Find the line that contains "Target: ruined stone structure". Then set down that line and all the lines after it, to the end of the records, exactly and with nothing added.
###
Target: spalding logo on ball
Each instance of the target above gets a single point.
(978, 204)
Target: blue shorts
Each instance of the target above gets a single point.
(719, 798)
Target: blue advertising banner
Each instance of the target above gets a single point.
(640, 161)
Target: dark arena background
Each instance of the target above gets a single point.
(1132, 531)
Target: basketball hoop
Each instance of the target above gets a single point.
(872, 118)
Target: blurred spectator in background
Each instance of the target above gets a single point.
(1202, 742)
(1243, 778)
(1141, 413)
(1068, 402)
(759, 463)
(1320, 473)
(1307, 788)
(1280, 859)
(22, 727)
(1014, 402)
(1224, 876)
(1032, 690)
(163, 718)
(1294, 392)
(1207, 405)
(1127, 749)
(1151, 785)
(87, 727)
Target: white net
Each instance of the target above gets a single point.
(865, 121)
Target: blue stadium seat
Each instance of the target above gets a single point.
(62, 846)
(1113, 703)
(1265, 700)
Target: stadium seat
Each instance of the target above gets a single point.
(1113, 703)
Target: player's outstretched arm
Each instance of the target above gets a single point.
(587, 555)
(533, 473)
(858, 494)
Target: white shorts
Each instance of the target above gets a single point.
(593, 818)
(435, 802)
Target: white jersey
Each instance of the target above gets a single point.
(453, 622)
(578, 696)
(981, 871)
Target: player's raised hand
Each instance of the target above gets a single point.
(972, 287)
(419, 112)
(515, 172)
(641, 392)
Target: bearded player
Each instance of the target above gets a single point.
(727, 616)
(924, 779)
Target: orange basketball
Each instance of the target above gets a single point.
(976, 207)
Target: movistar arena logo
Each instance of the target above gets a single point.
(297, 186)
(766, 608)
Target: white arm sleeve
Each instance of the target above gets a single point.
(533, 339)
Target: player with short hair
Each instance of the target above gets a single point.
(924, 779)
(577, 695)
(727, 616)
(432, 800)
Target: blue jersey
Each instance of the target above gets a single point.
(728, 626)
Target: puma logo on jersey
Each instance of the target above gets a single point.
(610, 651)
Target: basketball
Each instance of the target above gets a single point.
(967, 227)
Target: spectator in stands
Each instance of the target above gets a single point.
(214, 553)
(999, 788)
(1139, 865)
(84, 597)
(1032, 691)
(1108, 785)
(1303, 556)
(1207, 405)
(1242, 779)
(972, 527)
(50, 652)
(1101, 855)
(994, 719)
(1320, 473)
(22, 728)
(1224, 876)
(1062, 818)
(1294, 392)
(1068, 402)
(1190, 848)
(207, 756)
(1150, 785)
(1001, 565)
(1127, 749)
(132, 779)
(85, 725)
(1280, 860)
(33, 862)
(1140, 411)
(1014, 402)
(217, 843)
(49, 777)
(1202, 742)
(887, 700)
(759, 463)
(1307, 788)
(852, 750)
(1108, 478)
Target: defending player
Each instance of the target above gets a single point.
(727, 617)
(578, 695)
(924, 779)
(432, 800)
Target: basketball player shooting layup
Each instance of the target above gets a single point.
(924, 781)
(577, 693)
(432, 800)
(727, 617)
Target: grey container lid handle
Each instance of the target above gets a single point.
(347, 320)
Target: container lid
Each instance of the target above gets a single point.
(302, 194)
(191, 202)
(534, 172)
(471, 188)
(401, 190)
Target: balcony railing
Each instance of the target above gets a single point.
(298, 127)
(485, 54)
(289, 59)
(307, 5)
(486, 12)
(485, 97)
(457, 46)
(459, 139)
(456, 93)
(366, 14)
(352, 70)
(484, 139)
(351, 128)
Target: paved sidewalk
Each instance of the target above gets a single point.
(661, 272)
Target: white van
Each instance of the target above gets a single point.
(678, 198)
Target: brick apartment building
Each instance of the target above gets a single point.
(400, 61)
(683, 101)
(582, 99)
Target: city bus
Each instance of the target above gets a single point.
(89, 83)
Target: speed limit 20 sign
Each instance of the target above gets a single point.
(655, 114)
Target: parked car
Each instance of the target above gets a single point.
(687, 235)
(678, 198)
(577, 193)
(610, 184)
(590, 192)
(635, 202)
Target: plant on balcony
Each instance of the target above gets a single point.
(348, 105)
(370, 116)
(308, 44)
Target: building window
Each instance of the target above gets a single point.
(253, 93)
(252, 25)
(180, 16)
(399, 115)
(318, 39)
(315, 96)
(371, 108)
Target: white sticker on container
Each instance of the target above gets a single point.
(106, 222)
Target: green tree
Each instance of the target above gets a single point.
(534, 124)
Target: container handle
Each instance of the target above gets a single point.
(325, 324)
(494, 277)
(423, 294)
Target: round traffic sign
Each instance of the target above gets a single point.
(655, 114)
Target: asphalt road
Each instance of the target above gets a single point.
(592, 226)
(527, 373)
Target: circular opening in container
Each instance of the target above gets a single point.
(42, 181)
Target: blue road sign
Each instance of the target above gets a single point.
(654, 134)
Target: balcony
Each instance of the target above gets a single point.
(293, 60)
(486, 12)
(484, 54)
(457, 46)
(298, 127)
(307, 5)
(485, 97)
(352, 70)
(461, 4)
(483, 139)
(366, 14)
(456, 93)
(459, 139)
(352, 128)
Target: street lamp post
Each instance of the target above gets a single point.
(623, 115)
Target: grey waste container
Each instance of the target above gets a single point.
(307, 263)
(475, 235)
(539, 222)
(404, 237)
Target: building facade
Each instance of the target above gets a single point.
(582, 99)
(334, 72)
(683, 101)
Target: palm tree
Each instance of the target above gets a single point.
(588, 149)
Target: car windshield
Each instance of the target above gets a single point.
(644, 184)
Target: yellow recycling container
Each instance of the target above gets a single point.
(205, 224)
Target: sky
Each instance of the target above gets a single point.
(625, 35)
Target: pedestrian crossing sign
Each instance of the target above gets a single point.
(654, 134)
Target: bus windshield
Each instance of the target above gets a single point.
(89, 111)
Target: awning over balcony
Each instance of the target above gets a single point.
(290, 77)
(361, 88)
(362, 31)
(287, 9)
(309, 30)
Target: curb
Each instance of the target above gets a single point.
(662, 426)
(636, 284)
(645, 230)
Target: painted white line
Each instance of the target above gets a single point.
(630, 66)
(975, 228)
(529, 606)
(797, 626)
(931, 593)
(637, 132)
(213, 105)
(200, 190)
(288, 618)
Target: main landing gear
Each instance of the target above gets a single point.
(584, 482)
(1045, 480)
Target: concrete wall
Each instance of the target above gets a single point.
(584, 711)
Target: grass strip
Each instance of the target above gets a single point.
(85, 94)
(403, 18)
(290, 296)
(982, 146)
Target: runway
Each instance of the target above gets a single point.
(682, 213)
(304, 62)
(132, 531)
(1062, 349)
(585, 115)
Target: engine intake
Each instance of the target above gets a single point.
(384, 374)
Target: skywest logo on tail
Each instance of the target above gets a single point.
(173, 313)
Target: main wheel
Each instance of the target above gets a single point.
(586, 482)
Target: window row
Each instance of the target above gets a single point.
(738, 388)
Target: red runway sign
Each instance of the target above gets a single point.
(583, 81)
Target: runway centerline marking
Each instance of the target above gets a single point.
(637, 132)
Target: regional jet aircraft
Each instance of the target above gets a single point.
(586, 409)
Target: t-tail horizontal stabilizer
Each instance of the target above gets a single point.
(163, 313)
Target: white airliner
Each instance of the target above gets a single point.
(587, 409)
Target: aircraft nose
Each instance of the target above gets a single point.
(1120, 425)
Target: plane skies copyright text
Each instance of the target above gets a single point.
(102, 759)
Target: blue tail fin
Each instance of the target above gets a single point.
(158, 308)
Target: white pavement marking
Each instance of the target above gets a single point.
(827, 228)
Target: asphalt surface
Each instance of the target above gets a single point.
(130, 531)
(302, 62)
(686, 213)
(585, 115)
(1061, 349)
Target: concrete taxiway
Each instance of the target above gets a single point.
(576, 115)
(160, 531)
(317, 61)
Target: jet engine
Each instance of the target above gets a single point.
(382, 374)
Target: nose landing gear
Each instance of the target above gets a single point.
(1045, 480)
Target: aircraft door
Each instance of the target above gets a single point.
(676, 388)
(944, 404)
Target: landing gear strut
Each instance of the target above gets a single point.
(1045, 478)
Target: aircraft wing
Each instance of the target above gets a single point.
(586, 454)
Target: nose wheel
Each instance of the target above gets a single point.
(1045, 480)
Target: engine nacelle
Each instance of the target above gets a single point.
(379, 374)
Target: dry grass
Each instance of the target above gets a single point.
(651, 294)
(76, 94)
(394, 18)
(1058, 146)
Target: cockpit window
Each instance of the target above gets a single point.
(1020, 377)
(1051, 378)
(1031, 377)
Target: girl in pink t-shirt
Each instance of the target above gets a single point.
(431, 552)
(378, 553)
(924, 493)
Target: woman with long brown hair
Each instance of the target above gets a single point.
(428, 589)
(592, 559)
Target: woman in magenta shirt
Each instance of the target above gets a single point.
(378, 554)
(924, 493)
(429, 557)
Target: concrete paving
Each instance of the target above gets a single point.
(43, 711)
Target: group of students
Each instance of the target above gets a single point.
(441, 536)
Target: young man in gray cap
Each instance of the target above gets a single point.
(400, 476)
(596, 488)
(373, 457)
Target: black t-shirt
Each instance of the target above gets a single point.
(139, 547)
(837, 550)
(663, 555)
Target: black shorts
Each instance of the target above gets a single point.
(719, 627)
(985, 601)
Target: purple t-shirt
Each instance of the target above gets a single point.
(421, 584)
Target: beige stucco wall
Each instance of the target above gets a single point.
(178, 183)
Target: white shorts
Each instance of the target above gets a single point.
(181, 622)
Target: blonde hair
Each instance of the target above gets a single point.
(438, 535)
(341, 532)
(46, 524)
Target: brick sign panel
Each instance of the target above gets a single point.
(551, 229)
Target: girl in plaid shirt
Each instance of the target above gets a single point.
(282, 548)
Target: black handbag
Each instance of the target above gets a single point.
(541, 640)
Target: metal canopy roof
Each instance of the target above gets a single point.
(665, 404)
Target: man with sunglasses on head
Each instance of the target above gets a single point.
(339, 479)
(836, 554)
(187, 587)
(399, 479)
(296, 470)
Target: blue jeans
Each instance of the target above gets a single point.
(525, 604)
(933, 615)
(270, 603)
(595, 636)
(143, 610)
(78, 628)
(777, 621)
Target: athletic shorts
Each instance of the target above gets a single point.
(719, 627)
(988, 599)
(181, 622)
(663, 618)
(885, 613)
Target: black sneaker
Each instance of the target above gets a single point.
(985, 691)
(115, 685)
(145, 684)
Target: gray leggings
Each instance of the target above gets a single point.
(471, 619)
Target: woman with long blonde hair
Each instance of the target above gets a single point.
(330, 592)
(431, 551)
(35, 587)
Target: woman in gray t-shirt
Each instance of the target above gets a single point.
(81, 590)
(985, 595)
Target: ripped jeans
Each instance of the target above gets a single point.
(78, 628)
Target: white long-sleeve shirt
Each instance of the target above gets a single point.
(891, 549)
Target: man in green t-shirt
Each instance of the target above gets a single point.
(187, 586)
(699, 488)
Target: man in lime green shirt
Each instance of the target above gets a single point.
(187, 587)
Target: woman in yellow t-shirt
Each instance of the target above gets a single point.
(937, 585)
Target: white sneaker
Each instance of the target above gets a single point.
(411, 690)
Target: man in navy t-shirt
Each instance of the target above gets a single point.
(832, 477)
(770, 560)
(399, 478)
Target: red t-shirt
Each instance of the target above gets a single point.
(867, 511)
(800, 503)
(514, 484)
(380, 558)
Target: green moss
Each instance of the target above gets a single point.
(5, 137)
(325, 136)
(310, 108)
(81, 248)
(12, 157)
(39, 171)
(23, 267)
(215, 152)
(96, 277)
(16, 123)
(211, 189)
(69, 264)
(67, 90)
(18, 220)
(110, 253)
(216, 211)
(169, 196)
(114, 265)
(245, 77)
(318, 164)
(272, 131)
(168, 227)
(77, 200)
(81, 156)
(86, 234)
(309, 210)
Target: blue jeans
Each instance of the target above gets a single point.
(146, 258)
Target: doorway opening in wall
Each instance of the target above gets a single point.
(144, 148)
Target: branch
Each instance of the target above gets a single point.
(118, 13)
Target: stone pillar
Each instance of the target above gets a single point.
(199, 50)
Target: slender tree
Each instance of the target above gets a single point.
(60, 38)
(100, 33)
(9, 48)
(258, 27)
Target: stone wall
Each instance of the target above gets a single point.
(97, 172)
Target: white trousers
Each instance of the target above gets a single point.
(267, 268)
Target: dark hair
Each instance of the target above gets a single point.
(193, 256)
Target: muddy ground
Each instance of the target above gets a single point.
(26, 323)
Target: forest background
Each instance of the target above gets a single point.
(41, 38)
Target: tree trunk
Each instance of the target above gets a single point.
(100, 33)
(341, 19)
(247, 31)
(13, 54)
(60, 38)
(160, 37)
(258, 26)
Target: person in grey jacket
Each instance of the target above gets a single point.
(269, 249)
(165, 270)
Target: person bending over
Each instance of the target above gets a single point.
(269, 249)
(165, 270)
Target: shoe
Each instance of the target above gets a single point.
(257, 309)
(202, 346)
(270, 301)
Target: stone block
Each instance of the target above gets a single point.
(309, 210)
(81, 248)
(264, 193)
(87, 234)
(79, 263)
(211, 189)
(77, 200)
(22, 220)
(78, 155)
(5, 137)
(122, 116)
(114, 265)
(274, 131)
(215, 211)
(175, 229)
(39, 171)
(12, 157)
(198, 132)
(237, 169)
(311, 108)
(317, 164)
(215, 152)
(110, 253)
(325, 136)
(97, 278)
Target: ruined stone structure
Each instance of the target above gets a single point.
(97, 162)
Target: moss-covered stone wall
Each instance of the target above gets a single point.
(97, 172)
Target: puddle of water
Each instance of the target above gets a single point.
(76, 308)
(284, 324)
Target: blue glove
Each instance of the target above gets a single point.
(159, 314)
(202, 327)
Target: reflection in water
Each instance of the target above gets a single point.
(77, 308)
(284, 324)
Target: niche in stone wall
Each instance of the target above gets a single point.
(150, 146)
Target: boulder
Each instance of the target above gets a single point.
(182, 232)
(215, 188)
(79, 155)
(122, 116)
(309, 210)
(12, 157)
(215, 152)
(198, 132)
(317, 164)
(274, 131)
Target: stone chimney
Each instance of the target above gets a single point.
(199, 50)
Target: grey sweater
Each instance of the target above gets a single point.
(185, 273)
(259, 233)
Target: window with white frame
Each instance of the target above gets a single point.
###
#### RESULT:
Target: ruined stone structure
Each instance of the target above gets a single point.
(97, 162)
Target: moss-covered stone wall
Each instance of the target above gets a single point.
(97, 172)
Target: puddle of water
Each instance of the target above gets a single point.
(76, 308)
(284, 324)
Target: blue glove
Each instance of the target above gets a single point.
(159, 314)
(202, 327)
Target: reflection in water
Each instance of the target above gets a single point.
(77, 308)
(284, 324)
Target: niche in stone wall
Each instance of the target above gets a single point.
(150, 146)
Target: boulder
Each instance of the target above gets a single point.
(182, 232)
(215, 188)
(79, 155)
(122, 116)
(309, 210)
(12, 157)
(215, 152)
(198, 132)
(317, 164)
(274, 131)
Target: stone chimney
Each instance of the target above gets a single point.
(199, 50)
Target: grey sweater
Each instance of the target above gets a single point.
(185, 273)
(259, 233)
Target: window with white frame
Each instance of the target above gets a single point.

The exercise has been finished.